抜粋文:
************

WEBモーターファン誌に
「スタートアップにPHEVは作れない。ではエンジンがないBEVならIT企業が作れるのか?」
という記事があって、その中で内燃機関と電動技術の融合で
従来のクルマメーカーに一日の長があるという例として、
三菱開発陣のインタビューが紹介されてましたので紹介します。
技術開発は継続と蓄積こそ力であり、そこに一日の長がある。そう思わせる例をひとつ紹介する。

向かって右が鈴木忠志・商品戦略本部商品評価部主任(プロダクト評価担当)、左が金子真樹・プロジェクトマネージメント本部プロジェクト推進室第2プロジェクト推進室・主任。感染防止対策のためインタビュールームのデスクにはこのようにアクリル製パーティションが置かれていたのでそのまま撮影。
エクリプスクロスPHEVの仕上げの方向性について、鈴木忠志・商品戦略本部商品評価部主任(プロダクト評価担当)と金子真樹・プロジェクトマネージメント本部プロジェクト推進室第2プロジェクト推進室・主任に話を伺った。以下はそのダイジェストである。おふたりの発言はMMCとしてまとめた。
牧野:満載2トンの重量を感じさせない仕上がりです。前軸荷重だけで1トンあるのにEPSの感触もなかなか気に入りました。

************

提供資料:
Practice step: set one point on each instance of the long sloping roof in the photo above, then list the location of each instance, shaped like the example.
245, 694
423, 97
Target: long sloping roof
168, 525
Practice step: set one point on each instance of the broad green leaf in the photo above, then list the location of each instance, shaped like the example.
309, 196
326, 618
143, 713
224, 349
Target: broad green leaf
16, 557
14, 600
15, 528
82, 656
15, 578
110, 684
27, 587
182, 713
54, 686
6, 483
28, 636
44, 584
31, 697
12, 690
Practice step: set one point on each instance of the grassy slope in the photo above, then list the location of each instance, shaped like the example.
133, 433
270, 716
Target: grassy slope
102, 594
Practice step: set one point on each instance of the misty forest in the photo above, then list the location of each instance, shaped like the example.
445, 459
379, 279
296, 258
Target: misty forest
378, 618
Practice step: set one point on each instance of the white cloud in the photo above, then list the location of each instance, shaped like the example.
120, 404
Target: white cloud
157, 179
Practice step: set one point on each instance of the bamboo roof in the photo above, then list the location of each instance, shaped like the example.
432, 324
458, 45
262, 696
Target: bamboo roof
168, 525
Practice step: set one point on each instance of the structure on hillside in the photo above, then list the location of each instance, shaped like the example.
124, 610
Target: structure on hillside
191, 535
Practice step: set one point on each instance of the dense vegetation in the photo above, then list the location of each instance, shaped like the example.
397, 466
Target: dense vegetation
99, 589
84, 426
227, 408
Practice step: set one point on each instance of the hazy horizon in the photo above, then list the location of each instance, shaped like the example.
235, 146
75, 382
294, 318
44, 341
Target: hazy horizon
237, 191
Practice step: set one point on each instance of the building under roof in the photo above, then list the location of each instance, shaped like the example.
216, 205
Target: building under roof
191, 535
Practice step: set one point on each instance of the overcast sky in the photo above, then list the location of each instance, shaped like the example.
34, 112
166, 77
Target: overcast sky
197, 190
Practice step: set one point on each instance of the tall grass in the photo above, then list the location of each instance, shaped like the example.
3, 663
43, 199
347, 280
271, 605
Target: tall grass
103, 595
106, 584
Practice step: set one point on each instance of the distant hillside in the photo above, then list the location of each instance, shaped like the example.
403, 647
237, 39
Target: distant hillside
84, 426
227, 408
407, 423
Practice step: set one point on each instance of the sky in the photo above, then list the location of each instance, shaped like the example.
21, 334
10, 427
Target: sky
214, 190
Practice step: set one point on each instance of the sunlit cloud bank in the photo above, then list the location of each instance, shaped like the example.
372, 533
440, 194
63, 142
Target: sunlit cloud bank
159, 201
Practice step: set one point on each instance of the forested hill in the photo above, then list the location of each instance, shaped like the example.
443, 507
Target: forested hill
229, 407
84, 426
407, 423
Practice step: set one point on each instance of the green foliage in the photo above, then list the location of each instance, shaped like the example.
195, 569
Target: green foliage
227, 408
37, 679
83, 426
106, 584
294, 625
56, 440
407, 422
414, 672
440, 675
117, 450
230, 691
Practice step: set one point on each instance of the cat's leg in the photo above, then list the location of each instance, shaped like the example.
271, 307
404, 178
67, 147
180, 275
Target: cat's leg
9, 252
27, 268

************

課題の要件:
**A)** 抜粋文によると、インタビュールームのデスクには何が置かれていたか。
**B)** 抜粋文のうち「エクリプスクロスPHEVの仕上げの方向性について」で始まる段落を、主な事実を残して箇条書きに書き直す。

解答例:
**A)** 感染防止対策のためのアクリル製パーティション。

**B)**
・テーマ：エクリプスクロスPHEVの仕上げの方向性
・話を聞いた相手：鈴木忠志（商品戦略本部商品評価部主任、プロダクト評価担当）、金子真樹（プロジェクトマネージメント本部プロジェクト推進室第2プロジェクト推進室・主任）
・以下の内容はインタビューのダイジェスト
・二人の発言はMMCとしてまとめてある